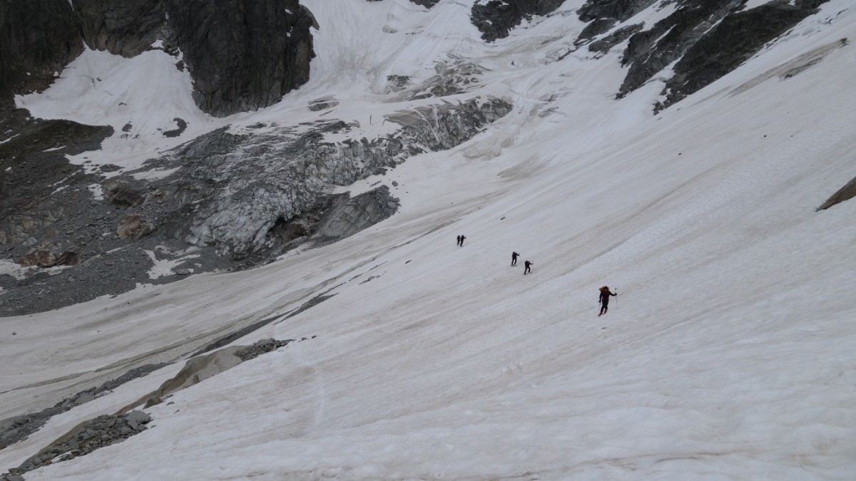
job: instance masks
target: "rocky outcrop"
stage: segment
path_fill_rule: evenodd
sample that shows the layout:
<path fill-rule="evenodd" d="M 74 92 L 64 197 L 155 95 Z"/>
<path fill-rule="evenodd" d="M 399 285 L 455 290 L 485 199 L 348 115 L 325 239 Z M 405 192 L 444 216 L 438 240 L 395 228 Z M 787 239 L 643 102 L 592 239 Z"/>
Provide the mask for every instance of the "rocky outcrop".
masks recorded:
<path fill-rule="evenodd" d="M 389 217 L 398 205 L 398 199 L 389 195 L 386 186 L 353 198 L 338 196 L 314 229 L 312 240 L 317 244 L 327 244 L 350 237 Z"/>
<path fill-rule="evenodd" d="M 532 15 L 545 15 L 559 8 L 565 0 L 478 0 L 473 4 L 470 20 L 482 33 L 482 39 L 492 42 L 508 36 L 511 29 Z"/>
<path fill-rule="evenodd" d="M 116 379 L 105 381 L 97 388 L 90 388 L 80 391 L 71 397 L 63 399 L 47 409 L 21 416 L 14 416 L 0 421 L 0 449 L 9 444 L 27 439 L 28 436 L 45 425 L 45 423 L 53 416 L 65 413 L 75 406 L 80 406 L 97 399 L 98 396 L 118 388 L 128 381 L 146 376 L 150 372 L 157 371 L 164 365 L 167 365 L 165 363 L 147 364 L 131 369 Z"/>
<path fill-rule="evenodd" d="M 155 226 L 146 220 L 146 217 L 140 214 L 131 214 L 119 221 L 116 235 L 119 239 L 140 239 L 152 234 L 154 229 Z"/>
<path fill-rule="evenodd" d="M 205 112 L 266 107 L 309 80 L 314 18 L 298 0 L 164 2 Z"/>
<path fill-rule="evenodd" d="M 312 338 L 314 339 L 315 336 L 313 336 Z M 308 338 L 304 337 L 300 341 L 306 339 Z M 285 341 L 272 338 L 262 339 L 252 346 L 230 346 L 205 354 L 194 354 L 194 357 L 188 359 L 175 376 L 164 381 L 154 391 L 122 407 L 119 413 L 128 413 L 143 403 L 146 405 L 146 407 L 160 404 L 173 393 L 199 384 L 205 379 L 229 371 L 244 361 L 259 357 L 265 353 L 275 351 L 294 341 L 294 339 L 286 339 Z"/>
<path fill-rule="evenodd" d="M 78 29 L 68 2 L 0 0 L 0 109 L 47 87 L 83 51 Z"/>
<path fill-rule="evenodd" d="M 326 121 L 300 134 L 276 128 L 253 135 L 220 129 L 151 161 L 149 169 L 179 169 L 147 187 L 161 193 L 163 203 L 138 209 L 163 235 L 242 258 L 265 247 L 275 227 L 325 210 L 331 187 L 383 173 L 414 154 L 454 147 L 509 110 L 498 99 L 420 107 L 387 116 L 399 125 L 393 134 L 337 142 L 324 137 L 354 126 Z M 366 211 L 366 218 L 379 219 L 381 211 Z"/>
<path fill-rule="evenodd" d="M 817 210 L 823 211 L 829 209 L 836 204 L 841 204 L 841 202 L 849 200 L 853 197 L 856 197 L 856 177 L 853 177 L 843 187 L 838 189 L 838 192 L 832 194 L 829 199 L 827 199 L 826 202 L 821 205 Z"/>
<path fill-rule="evenodd" d="M 77 252 L 64 248 L 58 242 L 45 242 L 24 254 L 18 264 L 24 267 L 54 267 L 55 265 L 77 265 Z"/>
<path fill-rule="evenodd" d="M 740 0 L 709 0 L 683 4 L 648 30 L 630 38 L 621 58 L 629 66 L 618 92 L 621 98 L 642 86 L 667 65 L 681 58 Z"/>
<path fill-rule="evenodd" d="M 829 0 L 771 2 L 725 16 L 687 49 L 666 82 L 664 109 L 710 85 L 749 59 L 767 42 L 779 37 Z"/>
<path fill-rule="evenodd" d="M 92 451 L 121 442 L 146 429 L 152 417 L 142 411 L 127 414 L 104 414 L 74 426 L 34 456 L 25 460 L 9 474 L 20 476 L 54 462 L 73 460 Z"/>
<path fill-rule="evenodd" d="M 0 7 L 0 107 L 7 108 L 14 94 L 48 86 L 84 42 L 134 56 L 160 41 L 183 53 L 200 109 L 253 110 L 308 80 L 309 27 L 318 27 L 298 0 L 3 0 Z"/>
<path fill-rule="evenodd" d="M 643 27 L 641 23 L 622 27 L 603 39 L 589 44 L 589 50 L 605 54 L 612 50 L 612 47 L 621 44 L 629 39 L 631 35 L 642 30 Z"/>
<path fill-rule="evenodd" d="M 134 56 L 161 37 L 163 0 L 71 0 L 80 33 L 92 50 Z"/>
<path fill-rule="evenodd" d="M 653 5 L 654 2 L 657 0 L 588 0 L 577 10 L 577 15 L 583 21 L 610 19 L 622 22 Z"/>
<path fill-rule="evenodd" d="M 29 249 L 45 240 L 48 229 L 61 219 L 77 213 L 71 211 L 72 198 L 89 202 L 85 190 L 58 189 L 63 181 L 82 184 L 97 179 L 65 156 L 98 148 L 113 129 L 33 119 L 27 110 L 15 109 L 0 116 L 0 132 L 14 133 L 9 137 L 0 134 L 0 249 L 4 244 Z M 24 253 L 17 251 L 17 256 Z"/>
<path fill-rule="evenodd" d="M 621 65 L 629 68 L 616 95 L 619 98 L 674 62 L 663 92 L 665 99 L 657 103 L 657 112 L 734 70 L 827 1 L 774 0 L 744 11 L 745 2 L 740 0 L 685 0 L 653 26 L 645 30 L 639 25 L 624 26 L 591 42 L 589 49 L 608 51 L 623 42 L 627 33 L 633 33 L 621 59 Z M 650 0 L 590 0 L 578 14 L 580 20 L 591 23 L 576 44 L 590 42 L 613 28 L 615 22 L 624 21 L 653 4 Z"/>

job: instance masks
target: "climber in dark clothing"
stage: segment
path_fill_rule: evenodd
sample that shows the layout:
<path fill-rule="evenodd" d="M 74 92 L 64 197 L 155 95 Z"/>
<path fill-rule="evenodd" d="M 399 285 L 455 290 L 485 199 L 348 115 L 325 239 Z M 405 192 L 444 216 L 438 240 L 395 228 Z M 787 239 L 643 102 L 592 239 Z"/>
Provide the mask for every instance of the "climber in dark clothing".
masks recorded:
<path fill-rule="evenodd" d="M 535 265 L 535 263 L 528 260 L 523 263 L 523 266 L 526 267 L 526 269 L 523 270 L 524 276 L 526 276 L 527 272 L 532 271 L 532 270 L 529 267 L 530 265 Z"/>
<path fill-rule="evenodd" d="M 610 295 L 618 295 L 618 293 L 612 294 L 609 292 L 609 286 L 603 286 L 600 288 L 600 298 L 598 298 L 598 300 L 600 300 L 600 314 L 597 314 L 598 318 L 606 314 L 606 310 L 609 309 L 609 306 Z"/>

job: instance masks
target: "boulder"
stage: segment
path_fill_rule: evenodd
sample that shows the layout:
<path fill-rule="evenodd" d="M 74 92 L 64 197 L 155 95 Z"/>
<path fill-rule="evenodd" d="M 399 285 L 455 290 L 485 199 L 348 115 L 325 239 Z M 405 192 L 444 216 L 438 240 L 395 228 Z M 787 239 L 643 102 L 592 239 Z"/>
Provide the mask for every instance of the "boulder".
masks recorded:
<path fill-rule="evenodd" d="M 119 221 L 119 227 L 116 229 L 116 235 L 120 239 L 140 239 L 148 235 L 155 229 L 155 227 L 149 223 L 145 217 L 140 214 L 131 214 L 125 216 Z"/>
<path fill-rule="evenodd" d="M 54 267 L 56 265 L 77 265 L 77 252 L 66 250 L 58 242 L 45 242 L 24 254 L 18 264 L 24 267 Z"/>
<path fill-rule="evenodd" d="M 817 208 L 818 211 L 823 211 L 832 207 L 835 204 L 844 202 L 845 200 L 849 200 L 856 197 L 856 177 L 851 179 L 843 187 L 838 189 L 838 192 L 832 194 L 829 199 L 826 199 L 820 207 Z"/>
<path fill-rule="evenodd" d="M 125 181 L 105 181 L 101 183 L 101 191 L 111 203 L 123 207 L 136 207 L 146 201 L 146 194 L 132 188 Z"/>

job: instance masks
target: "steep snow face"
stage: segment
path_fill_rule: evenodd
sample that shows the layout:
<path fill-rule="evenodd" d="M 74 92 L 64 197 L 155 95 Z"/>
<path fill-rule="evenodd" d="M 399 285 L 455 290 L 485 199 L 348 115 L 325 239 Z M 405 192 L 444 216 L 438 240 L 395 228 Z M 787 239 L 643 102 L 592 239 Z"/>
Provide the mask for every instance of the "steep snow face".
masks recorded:
<path fill-rule="evenodd" d="M 390 99 L 422 101 L 411 89 L 464 67 L 479 74 L 461 92 L 514 110 L 352 186 L 395 181 L 401 209 L 345 240 L 2 319 L 16 336 L 0 337 L 0 417 L 241 323 L 273 318 L 235 344 L 318 336 L 184 389 L 146 409 L 153 427 L 28 480 L 850 477 L 856 204 L 815 211 L 853 175 L 849 0 L 657 116 L 657 76 L 616 101 L 619 52 L 568 55 L 581 1 L 490 45 L 466 18 L 472 2 L 306 4 L 321 26 L 313 80 L 234 128 L 314 121 L 324 112 L 305 106 L 324 98 L 371 138 L 389 128 L 377 120 Z M 512 250 L 532 275 L 508 265 Z M 603 285 L 619 297 L 597 318 Z M 0 466 L 178 369 L 56 416 L 0 450 Z"/>

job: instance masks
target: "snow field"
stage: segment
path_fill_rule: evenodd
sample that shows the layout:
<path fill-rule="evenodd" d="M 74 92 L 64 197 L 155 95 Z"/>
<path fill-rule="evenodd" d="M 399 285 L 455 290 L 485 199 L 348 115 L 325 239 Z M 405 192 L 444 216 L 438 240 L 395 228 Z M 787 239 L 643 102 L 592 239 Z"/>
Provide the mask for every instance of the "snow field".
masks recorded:
<path fill-rule="evenodd" d="M 854 175 L 856 50 L 730 92 L 853 38 L 856 10 L 819 27 L 847 7 L 825 4 L 655 117 L 657 82 L 614 100 L 618 53 L 551 61 L 575 38 L 568 23 L 582 27 L 574 16 L 484 45 L 461 19 L 469 2 L 398 3 L 306 2 L 322 25 L 313 80 L 282 104 L 336 92 L 336 115 L 379 116 L 388 73 L 428 78 L 449 52 L 479 59 L 479 92 L 514 111 L 390 171 L 401 211 L 344 241 L 3 319 L 18 332 L 0 341 L 11 415 L 48 389 L 11 391 L 25 383 L 336 294 L 235 343 L 317 338 L 181 391 L 148 410 L 155 427 L 27 479 L 851 478 L 856 204 L 814 209 Z M 597 318 L 604 284 L 620 295 Z M 0 466 L 178 368 L 56 417 Z"/>

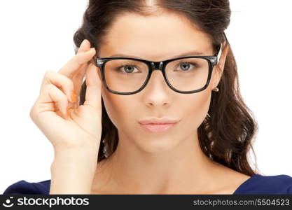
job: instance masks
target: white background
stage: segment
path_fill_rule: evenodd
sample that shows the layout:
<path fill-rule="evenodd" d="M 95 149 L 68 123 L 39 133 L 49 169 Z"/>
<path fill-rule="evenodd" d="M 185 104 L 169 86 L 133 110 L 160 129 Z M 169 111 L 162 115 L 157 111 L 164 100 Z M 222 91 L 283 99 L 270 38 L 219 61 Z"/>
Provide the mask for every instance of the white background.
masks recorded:
<path fill-rule="evenodd" d="M 53 146 L 29 113 L 45 72 L 74 55 L 73 34 L 87 4 L 0 1 L 0 193 L 22 179 L 50 179 Z M 292 1 L 230 0 L 230 7 L 225 33 L 242 97 L 259 123 L 257 164 L 265 175 L 292 176 Z"/>

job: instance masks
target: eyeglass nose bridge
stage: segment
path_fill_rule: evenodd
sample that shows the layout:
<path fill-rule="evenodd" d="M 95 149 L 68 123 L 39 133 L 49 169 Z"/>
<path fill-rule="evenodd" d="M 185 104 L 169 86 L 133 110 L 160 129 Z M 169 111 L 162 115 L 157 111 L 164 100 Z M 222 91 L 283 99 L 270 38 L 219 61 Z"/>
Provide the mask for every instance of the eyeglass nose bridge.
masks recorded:
<path fill-rule="evenodd" d="M 163 62 L 151 62 L 151 71 L 153 71 L 154 69 L 159 69 L 160 71 L 162 70 L 163 67 Z"/>

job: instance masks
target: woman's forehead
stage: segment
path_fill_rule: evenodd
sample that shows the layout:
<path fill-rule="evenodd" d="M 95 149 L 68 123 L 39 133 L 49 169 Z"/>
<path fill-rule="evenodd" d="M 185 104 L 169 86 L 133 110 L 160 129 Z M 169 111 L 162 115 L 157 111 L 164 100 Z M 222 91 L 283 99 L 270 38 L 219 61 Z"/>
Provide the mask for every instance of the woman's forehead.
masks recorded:
<path fill-rule="evenodd" d="M 143 57 L 161 58 L 160 55 L 166 53 L 175 55 L 191 50 L 212 52 L 207 34 L 179 17 L 168 14 L 153 17 L 123 15 L 114 21 L 104 38 L 100 57 L 141 52 Z"/>

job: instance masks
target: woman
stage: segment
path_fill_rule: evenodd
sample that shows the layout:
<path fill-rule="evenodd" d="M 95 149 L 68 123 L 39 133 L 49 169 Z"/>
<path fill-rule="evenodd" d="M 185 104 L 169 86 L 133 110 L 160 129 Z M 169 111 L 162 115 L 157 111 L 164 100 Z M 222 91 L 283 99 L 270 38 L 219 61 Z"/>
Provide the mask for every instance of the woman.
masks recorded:
<path fill-rule="evenodd" d="M 4 194 L 292 194 L 292 177 L 248 162 L 257 124 L 230 18 L 228 0 L 90 1 L 76 55 L 46 72 L 30 113 L 51 179 Z"/>

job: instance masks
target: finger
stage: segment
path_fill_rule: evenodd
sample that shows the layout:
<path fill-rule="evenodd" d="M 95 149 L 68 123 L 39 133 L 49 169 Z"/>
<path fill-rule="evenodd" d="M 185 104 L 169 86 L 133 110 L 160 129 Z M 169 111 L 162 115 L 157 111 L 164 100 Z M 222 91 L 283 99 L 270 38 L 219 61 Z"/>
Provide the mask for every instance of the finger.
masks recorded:
<path fill-rule="evenodd" d="M 86 52 L 90 48 L 90 43 L 87 40 L 84 39 L 81 43 L 77 53 L 82 52 Z M 74 84 L 74 90 L 75 93 L 77 95 L 80 94 L 80 90 L 81 89 L 82 82 L 85 74 L 85 71 L 88 66 L 88 63 L 81 64 L 79 68 L 79 70 L 74 74 L 74 76 L 71 78 Z"/>
<path fill-rule="evenodd" d="M 97 74 L 97 67 L 90 64 L 85 74 L 86 92 L 84 105 L 90 105 L 97 110 L 101 110 L 102 106 L 102 83 Z"/>
<path fill-rule="evenodd" d="M 91 48 L 86 52 L 81 52 L 73 57 L 65 65 L 61 68 L 58 73 L 72 78 L 81 68 L 81 65 L 86 64 L 95 55 L 95 49 Z"/>
<path fill-rule="evenodd" d="M 76 101 L 76 98 L 74 98 L 74 96 L 73 95 L 74 90 L 74 84 L 71 80 L 69 78 L 53 71 L 48 71 L 45 74 L 45 76 L 41 86 L 41 92 L 42 92 L 42 90 L 46 88 L 46 87 L 49 84 L 53 84 L 63 91 L 67 95 L 67 99 L 69 99 L 71 102 L 74 102 L 74 101 Z"/>
<path fill-rule="evenodd" d="M 55 85 L 48 85 L 39 97 L 38 102 L 41 104 L 53 102 L 56 108 L 55 111 L 60 110 L 63 117 L 66 118 L 68 99 L 64 92 Z"/>

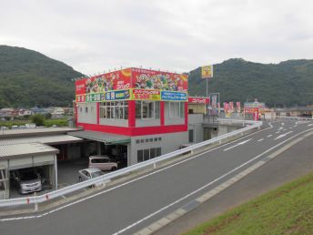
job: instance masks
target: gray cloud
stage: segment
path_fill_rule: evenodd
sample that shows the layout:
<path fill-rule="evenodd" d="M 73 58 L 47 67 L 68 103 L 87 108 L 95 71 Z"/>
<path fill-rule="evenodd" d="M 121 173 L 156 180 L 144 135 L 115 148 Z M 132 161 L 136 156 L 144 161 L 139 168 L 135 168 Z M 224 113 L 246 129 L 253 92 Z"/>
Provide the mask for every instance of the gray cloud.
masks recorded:
<path fill-rule="evenodd" d="M 230 57 L 277 63 L 313 55 L 308 0 L 1 1 L 0 44 L 86 74 L 121 66 L 184 72 Z"/>

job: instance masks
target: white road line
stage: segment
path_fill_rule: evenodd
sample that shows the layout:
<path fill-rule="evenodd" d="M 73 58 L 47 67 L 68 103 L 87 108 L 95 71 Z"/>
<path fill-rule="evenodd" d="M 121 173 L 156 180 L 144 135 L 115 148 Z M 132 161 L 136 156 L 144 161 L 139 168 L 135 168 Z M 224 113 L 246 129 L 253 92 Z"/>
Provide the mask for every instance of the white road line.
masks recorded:
<path fill-rule="evenodd" d="M 81 199 L 73 201 L 73 202 L 68 203 L 68 204 L 66 204 L 66 205 L 65 205 L 65 206 L 62 206 L 62 207 L 56 208 L 56 209 L 55 209 L 49 210 L 49 211 L 47 211 L 47 212 L 45 212 L 45 213 L 43 213 L 43 214 L 40 214 L 40 215 L 36 215 L 36 216 L 25 216 L 25 217 L 15 217 L 15 218 L 0 219 L 0 221 L 10 221 L 10 220 L 26 220 L 26 219 L 38 219 L 38 218 L 46 216 L 46 215 L 48 215 L 48 214 L 56 212 L 56 211 L 58 211 L 58 210 L 61 210 L 61 209 L 63 209 L 68 208 L 68 207 L 70 207 L 70 206 L 74 206 L 74 205 L 76 205 L 76 204 L 78 204 L 78 203 L 80 203 L 80 202 L 82 202 L 82 201 L 85 201 L 85 200 L 90 199 L 92 199 L 92 198 L 95 198 L 95 197 L 96 197 L 96 196 L 99 196 L 99 195 L 105 194 L 105 193 L 106 193 L 106 192 L 112 191 L 112 190 L 114 190 L 114 189 L 118 189 L 118 188 L 121 188 L 121 187 L 123 187 L 123 186 L 126 186 L 126 185 L 131 184 L 131 183 L 133 183 L 133 182 L 138 181 L 138 180 L 140 180 L 140 179 L 142 179 L 147 178 L 147 177 L 149 177 L 149 176 L 152 176 L 152 175 L 154 175 L 154 174 L 156 174 L 156 173 L 161 172 L 161 171 L 163 171 L 163 170 L 166 170 L 166 169 L 167 169 L 176 167 L 176 166 L 177 166 L 177 165 L 179 165 L 179 164 L 182 164 L 182 163 L 184 163 L 184 162 L 187 162 L 187 161 L 188 161 L 188 160 L 192 160 L 192 159 L 197 158 L 198 158 L 198 157 L 200 157 L 200 156 L 203 156 L 203 155 L 205 155 L 205 154 L 207 154 L 207 153 L 208 153 L 208 152 L 211 152 L 211 151 L 214 151 L 214 150 L 218 149 L 218 148 L 223 148 L 223 147 L 225 147 L 226 145 L 229 145 L 229 144 L 231 144 L 231 143 L 234 143 L 234 142 L 236 142 L 236 141 L 238 141 L 239 139 L 245 138 L 249 137 L 249 136 L 253 136 L 253 135 L 255 135 L 255 134 L 257 134 L 257 133 L 259 133 L 259 132 L 262 132 L 262 131 L 264 131 L 264 130 L 267 130 L 267 129 L 269 129 L 269 128 L 273 128 L 273 126 L 272 126 L 270 123 L 268 123 L 268 125 L 270 125 L 271 127 L 270 127 L 270 128 L 265 128 L 265 129 L 261 129 L 261 130 L 253 132 L 253 133 L 251 133 L 251 134 L 249 134 L 249 135 L 247 135 L 247 136 L 245 136 L 245 137 L 242 137 L 242 138 L 238 138 L 238 139 L 236 139 L 236 140 L 234 140 L 234 141 L 231 141 L 231 142 L 227 143 L 227 144 L 225 144 L 225 145 L 218 146 L 218 147 L 217 147 L 217 148 L 212 148 L 212 149 L 209 149 L 209 150 L 207 150 L 207 151 L 205 151 L 205 152 L 203 152 L 203 153 L 200 153 L 200 154 L 198 154 L 198 155 L 196 155 L 196 156 L 194 156 L 194 157 L 192 157 L 192 158 L 187 158 L 187 159 L 185 159 L 185 160 L 177 162 L 177 163 L 175 163 L 175 164 L 173 164 L 173 165 L 170 165 L 170 166 L 168 166 L 168 167 L 165 167 L 165 168 L 163 168 L 163 169 L 160 169 L 156 170 L 156 171 L 154 171 L 154 172 L 151 172 L 151 173 L 149 173 L 149 174 L 146 174 L 146 175 L 141 176 L 141 177 L 139 177 L 139 178 L 134 179 L 132 179 L 132 180 L 126 181 L 126 182 L 125 182 L 125 183 L 123 183 L 123 184 L 116 185 L 116 186 L 115 186 L 115 187 L 112 187 L 112 188 L 109 189 L 106 189 L 106 190 L 104 190 L 104 191 L 100 191 L 100 192 L 98 192 L 98 193 L 90 195 L 90 196 L 88 196 L 88 197 L 86 197 L 86 198 L 84 198 L 84 199 Z M 308 131 L 308 130 L 311 130 L 311 129 L 308 129 L 308 130 L 306 130 L 306 131 Z M 304 131 L 304 132 L 306 132 L 306 131 Z M 296 136 L 297 136 L 297 135 L 296 135 Z M 287 141 L 287 140 L 285 140 L 285 141 Z M 279 144 L 278 144 L 278 145 L 279 145 Z M 266 153 L 266 152 L 264 152 L 264 153 Z M 263 153 L 263 154 L 264 154 L 264 153 Z"/>
<path fill-rule="evenodd" d="M 237 147 L 237 146 L 239 146 L 239 145 L 244 145 L 244 144 L 246 144 L 247 142 L 250 141 L 251 139 L 252 139 L 252 138 L 249 138 L 249 139 L 247 139 L 247 140 L 245 140 L 245 141 L 243 141 L 243 142 L 237 143 L 237 145 L 233 145 L 232 147 L 229 147 L 229 148 L 225 148 L 223 151 L 227 151 L 227 150 L 229 150 L 229 149 L 231 149 L 231 148 L 235 148 L 235 147 Z"/>
<path fill-rule="evenodd" d="M 292 133 L 292 132 L 293 132 L 293 131 L 290 130 L 289 132 L 287 132 L 287 133 L 285 133 L 285 134 L 282 134 L 282 135 L 277 137 L 276 138 L 274 138 L 274 140 L 278 139 L 278 138 L 283 138 L 283 137 L 286 137 L 288 134 L 290 134 L 290 133 Z"/>

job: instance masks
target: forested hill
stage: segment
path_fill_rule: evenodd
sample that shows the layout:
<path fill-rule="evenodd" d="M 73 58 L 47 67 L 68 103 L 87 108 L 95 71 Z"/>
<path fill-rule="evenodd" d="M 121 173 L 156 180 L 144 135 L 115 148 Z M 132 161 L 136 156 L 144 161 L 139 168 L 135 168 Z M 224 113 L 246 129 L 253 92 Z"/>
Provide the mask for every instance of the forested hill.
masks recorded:
<path fill-rule="evenodd" d="M 0 46 L 0 108 L 68 107 L 75 98 L 72 78 L 83 76 L 38 52 Z M 209 92 L 221 101 L 253 101 L 269 107 L 313 104 L 313 60 L 259 64 L 228 59 L 214 66 Z M 200 68 L 190 72 L 189 94 L 206 94 Z"/>
<path fill-rule="evenodd" d="M 214 66 L 209 92 L 219 92 L 221 101 L 253 101 L 257 97 L 269 107 L 313 104 L 313 60 L 288 60 L 259 64 L 240 58 Z M 200 68 L 190 72 L 189 93 L 206 94 Z"/>
<path fill-rule="evenodd" d="M 0 108 L 72 106 L 71 79 L 81 76 L 38 52 L 0 46 Z"/>

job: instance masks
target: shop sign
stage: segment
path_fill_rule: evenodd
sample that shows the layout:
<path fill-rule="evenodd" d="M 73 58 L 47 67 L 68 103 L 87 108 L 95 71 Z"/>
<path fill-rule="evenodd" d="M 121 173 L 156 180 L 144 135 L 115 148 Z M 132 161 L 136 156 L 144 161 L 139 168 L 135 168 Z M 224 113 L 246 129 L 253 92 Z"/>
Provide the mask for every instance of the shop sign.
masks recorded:
<path fill-rule="evenodd" d="M 187 92 L 161 91 L 162 100 L 187 101 Z"/>
<path fill-rule="evenodd" d="M 126 90 L 113 90 L 106 92 L 106 100 L 121 100 L 121 99 L 129 99 L 130 91 Z"/>
<path fill-rule="evenodd" d="M 159 90 L 133 89 L 132 99 L 135 100 L 160 100 Z"/>

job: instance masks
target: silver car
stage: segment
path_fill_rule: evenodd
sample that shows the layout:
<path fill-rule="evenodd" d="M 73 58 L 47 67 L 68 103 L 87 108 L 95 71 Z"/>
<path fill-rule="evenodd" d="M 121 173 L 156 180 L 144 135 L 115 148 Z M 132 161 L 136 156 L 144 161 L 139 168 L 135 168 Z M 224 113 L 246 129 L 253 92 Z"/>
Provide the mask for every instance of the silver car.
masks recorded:
<path fill-rule="evenodd" d="M 94 179 L 96 177 L 99 177 L 104 175 L 101 169 L 96 168 L 90 168 L 90 169 L 84 169 L 78 170 L 78 180 L 79 182 L 88 180 L 90 179 Z"/>
<path fill-rule="evenodd" d="M 41 177 L 35 170 L 21 170 L 15 175 L 20 194 L 42 190 Z"/>

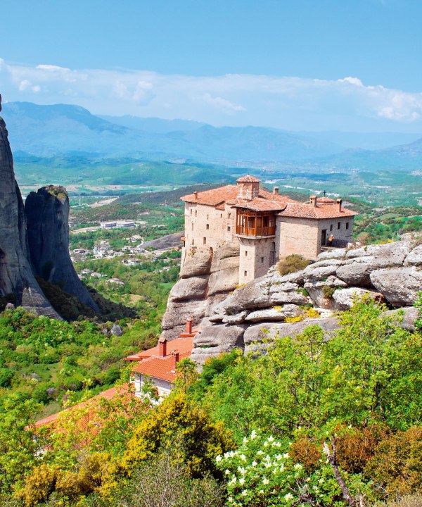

* **Objective**
Copy out the stretch from the start of the items through the line containing "532 15 L 545", both ends included, without changing anything. Leave the pictures out.

* **Task solution**
job: instance masks
target: "rocky outcrop"
stage: segment
path_fill_rule: evenodd
sample that shows the layout:
<path fill-rule="evenodd" d="M 74 92 L 64 197 L 155 95 Z"/>
<path fill-rule="evenodd" d="M 399 285 L 455 290 L 485 199 L 348 115 L 325 239 Z M 405 192 L 444 216 L 438 240 L 395 228 Z M 787 239 L 643 102 L 592 239 Z"/>
Provide the mask for every instance of the "rocky outcrop".
masks recorded:
<path fill-rule="evenodd" d="M 389 217 L 398 205 L 398 199 L 389 195 L 386 186 L 353 198 L 338 196 L 314 229 L 312 240 L 317 244 L 327 244 L 350 237 Z"/>
<path fill-rule="evenodd" d="M 532 15 L 545 15 L 559 8 L 565 0 L 478 0 L 473 4 L 470 20 L 482 33 L 482 39 L 492 42 L 508 36 L 511 29 Z"/>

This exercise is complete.